_EXTRACTED INFORMATION:_
________________

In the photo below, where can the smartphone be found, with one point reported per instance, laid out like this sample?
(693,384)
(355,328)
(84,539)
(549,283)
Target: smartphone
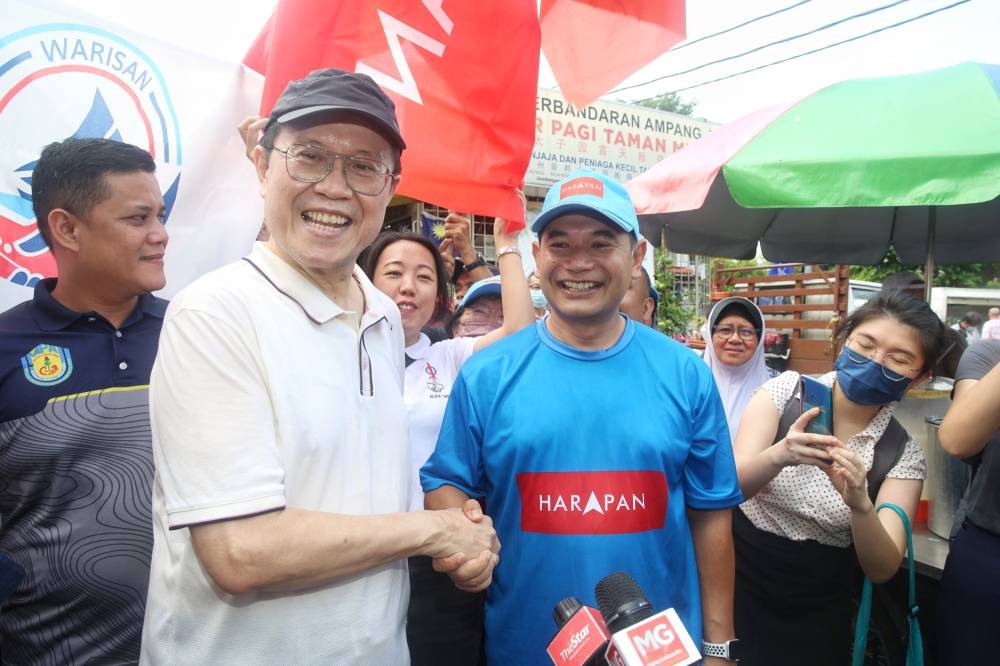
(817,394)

________________

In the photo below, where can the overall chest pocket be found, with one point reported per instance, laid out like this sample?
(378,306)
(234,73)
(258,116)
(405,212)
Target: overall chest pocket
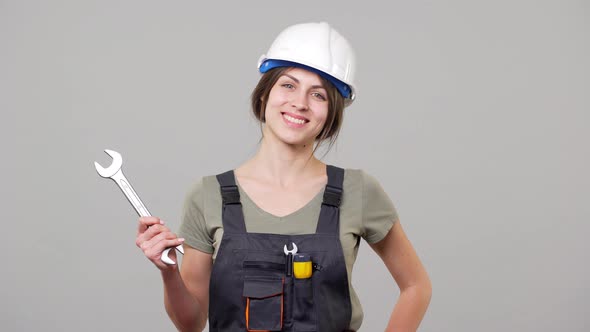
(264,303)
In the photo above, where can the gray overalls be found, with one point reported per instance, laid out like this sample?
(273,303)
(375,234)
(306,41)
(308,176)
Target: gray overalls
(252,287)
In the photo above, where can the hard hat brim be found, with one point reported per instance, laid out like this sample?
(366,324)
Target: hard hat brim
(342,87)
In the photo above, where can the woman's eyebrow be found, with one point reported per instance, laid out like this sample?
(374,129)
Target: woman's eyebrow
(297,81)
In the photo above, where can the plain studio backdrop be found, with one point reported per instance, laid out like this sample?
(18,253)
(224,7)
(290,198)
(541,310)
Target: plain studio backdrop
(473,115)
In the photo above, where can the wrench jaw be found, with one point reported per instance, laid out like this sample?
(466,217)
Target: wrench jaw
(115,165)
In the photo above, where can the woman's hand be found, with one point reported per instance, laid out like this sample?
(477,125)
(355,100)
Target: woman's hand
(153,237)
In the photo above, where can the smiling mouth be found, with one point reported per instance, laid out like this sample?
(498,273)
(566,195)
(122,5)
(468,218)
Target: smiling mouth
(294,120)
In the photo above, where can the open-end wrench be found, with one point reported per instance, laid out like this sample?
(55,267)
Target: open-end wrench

________________

_EXERCISE GOAL:_
Copy each line of the records containing the string "sample".

_YOUR RESPONSE:_
In the photo below, where can the smartphone be found, with one point reported per instance, laid out like this sample?
In the photo below, where can the overall chest pocket be found, with one point reported per instance, laid out like this sample?
In the photo above, where can the gray overalls be found, with one point reported per instance, laid out like this sample?
In the photo above, where can the hard hat brim be found, with one point reported per instance, laid out like this sample?
In the photo above, where can the woman's eyebrow be found, with one point reported per instance, laid out like this sample?
In the photo above, where can the plain studio backdrop be found, with one point reported per instance, laid out like this sample?
In the photo above, where can the wrench jaw be found, with one point reported per instance, laid out like this sample?
In the photo above, where can the woman's hand be found, with one point reported per instance, laid out like this sample?
In the photo above, where can the smiling mouth be found, with one point reported per instance, laid out like this sample?
In the photo above, where can the open-end wrench be found, with one point reported per instance, laid out like this sample?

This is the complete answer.